- [TAREFAS]
[1] Responda às perguntas sobre o texto a respeito dos profissionais da DPESP:
(a) Como a maioria desses profissionais prefere ser identificada?
(b) Segundo Paolo Nosella (2005), em que década havia um grande apelo para que a educação fosse considerada um ato político?
(c) O que, sem considerar os valores humanos que deve proteger, pode provocar prejuízos aos seres humanos?
[2] Liste todas as linhas que contêm a palavra "flower", levando em conta maiúsculas e minúsculas.

- [TEXTO PARA LEITURA]
════════════════════

Nas entrevistas realizadas percebemos uma aparente dicotomia presente no discurso dos profissionais da DPESP entre atuação técnica e política. Por vezes, esses profissionais posicionam técnica e política como dimensões opostas, isto é, não seria possível ser um profissional técnico e político concomitantemente. Assim, a maioria desses profissionais procura afastar o rótulo de “políticos” e prefere ser identificada como “técnicos”. Essa tentativa está relacionada à concepção de técnica e política desses profissionais, uma vez que essa diferenciação está baseada na expressão “política” como sinônimo de política partidária e, diante da desconfiança generalizada da população em partidos políticos, os profissionais da DPESP não querem ter sua identidade vinculada a eles.
Paolo Nosella (2005), discutindo o papel do educador no Brasil, aponta que havia um grande apelo para que a educação fosse considerada um ato político nos anos 1980. Pouco tempo antes, o governo militar brasileiro havia investido intensamente na construção de um discurso apontando que o professor deveria ser técnico e a prática do ensino deveria ser baseada em treinamento, coibindo qualquer identificação política. Com a redemocratização, o discurso de vários educadores caminhou no sentido oposto, conclamando que o imprescindível na educação era seu compromisso político com os valores democráticos. Esse é o conceito de político utilizado pelo autor, isto é, ser político significa ser um defensor incondicional da democracia contra toda forma autoritária e totalitária de poder.
Contudo, ser político não prescinde de ser técnico, uma vez que a técnica especializada, a ciência bem realizada, é fundamental para beneficiar a humanidade, função também da política. A técnica pode evoluir quando contestada, uma vez que se abrem novas perspectivas de produção do conhecimento, tanto quanto a política pode assim progredir. Desta maneira, é possível ser político sendo técnico, e a técnica pode contribuir com a política, na medida em que traz a característica do constante questionamento, da refutação e das divergências.
Porém, algumas vezes, ser político no sentido partidário pode comprometer a técnica, caso os simpatizantes de alguma ideologia partidária deixem de considerar o debate de ideias contraditórias, concordando cegamente com o proposto pela agremiação partidária e seus adeptos. Por outro lado, apenas a técnica por si, sem considerar os valores humanos que deve proteger, pode provocar prejuízos aos seres humanos.
Embora o autor situe sua discussão no contexto educacional, situação semelhante é encontrada entre os profissionais da DPESP. Se perguntássemos diretamente a esses profissionais se eles são políticos, eles provavelmente rechaçariam essa identificação, caso o conceito de política fosse tomado no sentido da política partidária. Eles preferem se autodefinir como profissionais, no sentido técnico do termo.

════════════════════

(Itens de um conjunto de dados)
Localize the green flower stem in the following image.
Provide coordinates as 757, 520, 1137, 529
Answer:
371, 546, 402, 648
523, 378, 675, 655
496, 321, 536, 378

════════════════════

- [TAREFAS RESOLVIDAS]
[1]
(a) Como "técnicos".
(b) Nos anos 1980.
(c) Apenas a técnica por si.

[2]
Localize the green flower stem in the following image.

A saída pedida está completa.